Painfully Drawn Out Love Saga

Painfully Drawn Out Love Saga

It’s a poor boy-rich girl love saga set in a rural milieu. The director has tried to infuse some freshness by way of the backdrop to the scenes. Rows of windmills, the stone quarries, the slushy ambience of the brick kilns, all form interesting backdrops to crucial situations. The action scenes also have a touch of realism to them. But with the relationship between the lovers depicted superficially, the duo hardly interacting, the depth is missing. So the brutal backlash on them when their love is discovered, leaves one emotionally untouched.Kathir, hailing from a humble background is shabby, unkempt, looks like a tramp, and is a jobless wastrel (Rajesh in his home production). But this does not stop Yasodha, the daughter of the local bigwig from falling for him at first sight. Smitten by her, he keeps following her car on his bicycle. Her shockingly rude behaviour with her mother at home, misleads one to think that she may be playing with Kathir’s emotions. One cannot fault Rajesh on his performance. But watching him on screen for more than two and a half hours, particularly in the song and dance sequences of which there are quite a few, becomes tiring. His long soliloquies when he is separated from his lover, don’t make it any better. The film opens in a hospital where Kathir is lying seriously injured. It goes into the back-story and spirals to a dramatic climax. A touch of ‘The sixth Sense’ here.

The better moments are the action scenes where Kathir is brutally assaulted by Yasodha’s relatives. Unlike the fake heroism of formula films, Kathir is outnumbered and no match for his tormentors, doesn’t retaliate, each time getting bashed up black and blue. The director seemed reluctant to end his story, dragging it forward.

WORK TO BE COMPLETED
Set down the passage of the film review from "The better moments" to "dragging it forward." word for word.

DATA EXTRACTS
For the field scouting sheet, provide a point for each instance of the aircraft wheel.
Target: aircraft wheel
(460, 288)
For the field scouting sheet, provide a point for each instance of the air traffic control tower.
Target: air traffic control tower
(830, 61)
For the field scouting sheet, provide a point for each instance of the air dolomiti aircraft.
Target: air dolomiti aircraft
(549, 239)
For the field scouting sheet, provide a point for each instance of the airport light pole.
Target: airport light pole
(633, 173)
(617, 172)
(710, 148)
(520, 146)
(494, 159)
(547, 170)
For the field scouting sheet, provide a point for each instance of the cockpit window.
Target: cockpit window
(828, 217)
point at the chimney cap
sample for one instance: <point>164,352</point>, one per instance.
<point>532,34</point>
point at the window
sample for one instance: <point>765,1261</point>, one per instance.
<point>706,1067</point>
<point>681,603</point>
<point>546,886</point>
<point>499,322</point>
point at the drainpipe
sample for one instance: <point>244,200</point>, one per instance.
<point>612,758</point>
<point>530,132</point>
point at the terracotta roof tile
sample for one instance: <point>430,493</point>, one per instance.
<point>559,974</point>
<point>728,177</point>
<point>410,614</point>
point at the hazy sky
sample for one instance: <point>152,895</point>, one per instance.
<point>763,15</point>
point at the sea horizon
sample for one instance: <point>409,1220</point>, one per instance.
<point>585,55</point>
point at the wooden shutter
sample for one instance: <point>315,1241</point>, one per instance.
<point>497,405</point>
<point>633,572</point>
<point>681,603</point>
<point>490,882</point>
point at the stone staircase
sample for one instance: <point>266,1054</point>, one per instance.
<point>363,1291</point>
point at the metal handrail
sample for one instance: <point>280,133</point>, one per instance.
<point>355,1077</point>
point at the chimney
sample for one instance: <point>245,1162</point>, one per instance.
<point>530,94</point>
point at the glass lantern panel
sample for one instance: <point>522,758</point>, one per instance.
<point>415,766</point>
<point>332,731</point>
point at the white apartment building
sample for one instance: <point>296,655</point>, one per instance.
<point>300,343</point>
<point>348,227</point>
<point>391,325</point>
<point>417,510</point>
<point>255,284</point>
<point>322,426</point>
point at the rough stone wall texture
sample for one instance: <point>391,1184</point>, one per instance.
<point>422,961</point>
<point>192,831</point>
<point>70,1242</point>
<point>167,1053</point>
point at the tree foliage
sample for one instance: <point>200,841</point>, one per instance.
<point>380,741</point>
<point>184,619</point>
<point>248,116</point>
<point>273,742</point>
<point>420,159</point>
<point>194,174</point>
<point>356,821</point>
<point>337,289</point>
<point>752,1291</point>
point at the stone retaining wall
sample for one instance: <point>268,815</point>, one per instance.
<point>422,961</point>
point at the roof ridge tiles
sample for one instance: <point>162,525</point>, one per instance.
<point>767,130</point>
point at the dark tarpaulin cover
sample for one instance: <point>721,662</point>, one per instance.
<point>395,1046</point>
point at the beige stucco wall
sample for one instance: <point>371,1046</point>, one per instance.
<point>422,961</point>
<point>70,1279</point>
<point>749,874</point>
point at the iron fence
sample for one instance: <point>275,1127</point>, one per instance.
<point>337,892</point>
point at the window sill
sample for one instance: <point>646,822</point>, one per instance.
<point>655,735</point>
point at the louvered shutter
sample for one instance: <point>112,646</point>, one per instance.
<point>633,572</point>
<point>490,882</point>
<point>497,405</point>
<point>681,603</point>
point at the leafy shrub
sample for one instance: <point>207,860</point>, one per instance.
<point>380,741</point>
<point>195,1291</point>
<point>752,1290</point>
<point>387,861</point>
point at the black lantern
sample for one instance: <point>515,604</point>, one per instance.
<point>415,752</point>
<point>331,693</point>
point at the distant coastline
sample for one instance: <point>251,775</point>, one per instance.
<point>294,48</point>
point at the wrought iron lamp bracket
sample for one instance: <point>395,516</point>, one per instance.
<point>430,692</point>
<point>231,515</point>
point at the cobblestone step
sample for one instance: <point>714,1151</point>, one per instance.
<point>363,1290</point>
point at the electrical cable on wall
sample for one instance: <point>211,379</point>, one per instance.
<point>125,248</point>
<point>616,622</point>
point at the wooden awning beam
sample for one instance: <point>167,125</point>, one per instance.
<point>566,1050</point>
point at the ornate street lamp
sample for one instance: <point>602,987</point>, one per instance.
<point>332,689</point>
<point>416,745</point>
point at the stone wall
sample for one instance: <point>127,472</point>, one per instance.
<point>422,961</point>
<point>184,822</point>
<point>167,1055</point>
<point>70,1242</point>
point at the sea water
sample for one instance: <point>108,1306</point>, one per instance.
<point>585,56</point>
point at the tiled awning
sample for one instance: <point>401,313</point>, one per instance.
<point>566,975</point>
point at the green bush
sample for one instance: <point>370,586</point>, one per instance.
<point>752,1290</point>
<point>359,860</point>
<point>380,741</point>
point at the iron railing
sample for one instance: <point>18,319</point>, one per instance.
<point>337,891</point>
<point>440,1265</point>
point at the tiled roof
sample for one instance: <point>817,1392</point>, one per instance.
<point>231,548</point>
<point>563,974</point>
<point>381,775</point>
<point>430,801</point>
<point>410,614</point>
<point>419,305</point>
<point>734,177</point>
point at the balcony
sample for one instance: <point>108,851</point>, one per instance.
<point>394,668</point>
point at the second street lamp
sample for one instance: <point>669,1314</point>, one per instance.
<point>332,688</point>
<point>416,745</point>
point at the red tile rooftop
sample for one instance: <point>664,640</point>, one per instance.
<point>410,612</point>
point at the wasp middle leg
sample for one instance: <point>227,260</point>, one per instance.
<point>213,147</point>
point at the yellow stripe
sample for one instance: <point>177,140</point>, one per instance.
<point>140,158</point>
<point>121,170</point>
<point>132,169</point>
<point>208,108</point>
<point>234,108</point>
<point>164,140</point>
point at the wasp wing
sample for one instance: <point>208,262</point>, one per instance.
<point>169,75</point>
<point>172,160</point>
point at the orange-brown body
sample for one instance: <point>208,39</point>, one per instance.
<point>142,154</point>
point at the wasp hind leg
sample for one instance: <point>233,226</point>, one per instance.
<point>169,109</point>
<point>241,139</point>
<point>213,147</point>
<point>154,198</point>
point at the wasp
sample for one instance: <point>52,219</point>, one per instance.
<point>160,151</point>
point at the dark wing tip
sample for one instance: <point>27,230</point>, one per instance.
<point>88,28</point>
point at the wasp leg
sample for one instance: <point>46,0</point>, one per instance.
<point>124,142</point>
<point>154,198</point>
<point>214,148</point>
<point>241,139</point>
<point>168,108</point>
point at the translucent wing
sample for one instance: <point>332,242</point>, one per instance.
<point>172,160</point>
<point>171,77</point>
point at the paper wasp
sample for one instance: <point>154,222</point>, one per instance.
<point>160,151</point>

RESULT OF THE TASK
The better moments are the action scenes where Kathir is brutally assaulted by Yasodha’s relatives. Unlike the fake heroism of formula films, Kathir is outnumbered and no match for his tormentors, doesn’t retaliate, each time getting bashed up black and blue. The director seemed reluctant to end his story, dragging it forward.